[EXERCISE INSTRUCTIONS]
How many lines in the listing below contain the string "table"? Reply with the number alone.

[DATASET CONTENT]
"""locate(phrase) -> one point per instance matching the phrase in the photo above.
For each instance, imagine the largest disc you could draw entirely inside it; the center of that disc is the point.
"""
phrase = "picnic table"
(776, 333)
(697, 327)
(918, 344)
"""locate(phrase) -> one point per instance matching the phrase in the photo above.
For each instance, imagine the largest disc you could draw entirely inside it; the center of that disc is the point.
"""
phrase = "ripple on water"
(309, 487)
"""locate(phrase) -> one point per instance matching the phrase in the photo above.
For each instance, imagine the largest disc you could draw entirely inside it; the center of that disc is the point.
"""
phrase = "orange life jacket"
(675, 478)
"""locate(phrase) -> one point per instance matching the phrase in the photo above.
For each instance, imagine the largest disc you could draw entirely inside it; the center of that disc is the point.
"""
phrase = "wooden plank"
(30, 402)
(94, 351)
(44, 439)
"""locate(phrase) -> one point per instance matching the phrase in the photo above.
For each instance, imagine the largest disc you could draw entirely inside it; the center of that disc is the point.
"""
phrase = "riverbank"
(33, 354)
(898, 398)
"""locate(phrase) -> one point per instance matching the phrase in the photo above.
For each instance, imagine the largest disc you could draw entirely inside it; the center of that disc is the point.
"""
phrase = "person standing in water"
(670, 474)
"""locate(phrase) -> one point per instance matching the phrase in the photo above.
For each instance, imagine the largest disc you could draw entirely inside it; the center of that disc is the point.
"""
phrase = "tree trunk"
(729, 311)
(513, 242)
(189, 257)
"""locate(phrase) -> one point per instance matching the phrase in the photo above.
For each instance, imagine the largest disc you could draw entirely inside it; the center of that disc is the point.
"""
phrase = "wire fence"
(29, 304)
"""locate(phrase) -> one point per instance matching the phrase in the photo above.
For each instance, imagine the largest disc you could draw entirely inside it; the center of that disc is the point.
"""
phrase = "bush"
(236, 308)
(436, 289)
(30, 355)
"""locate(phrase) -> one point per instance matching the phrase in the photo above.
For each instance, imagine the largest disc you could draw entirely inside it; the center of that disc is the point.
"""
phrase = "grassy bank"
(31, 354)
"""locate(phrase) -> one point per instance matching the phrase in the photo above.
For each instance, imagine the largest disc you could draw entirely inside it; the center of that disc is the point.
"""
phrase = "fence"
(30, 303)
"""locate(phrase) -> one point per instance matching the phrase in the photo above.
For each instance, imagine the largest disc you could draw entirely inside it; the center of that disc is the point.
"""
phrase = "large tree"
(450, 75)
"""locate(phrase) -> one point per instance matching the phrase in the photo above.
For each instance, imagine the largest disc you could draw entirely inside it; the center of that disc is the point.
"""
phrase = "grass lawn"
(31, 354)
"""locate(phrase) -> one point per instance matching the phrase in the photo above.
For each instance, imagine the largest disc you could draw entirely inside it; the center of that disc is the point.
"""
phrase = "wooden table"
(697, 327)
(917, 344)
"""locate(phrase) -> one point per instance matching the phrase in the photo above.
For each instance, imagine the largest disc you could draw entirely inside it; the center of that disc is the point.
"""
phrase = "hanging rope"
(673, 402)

[EXERCISE ANSWER]
2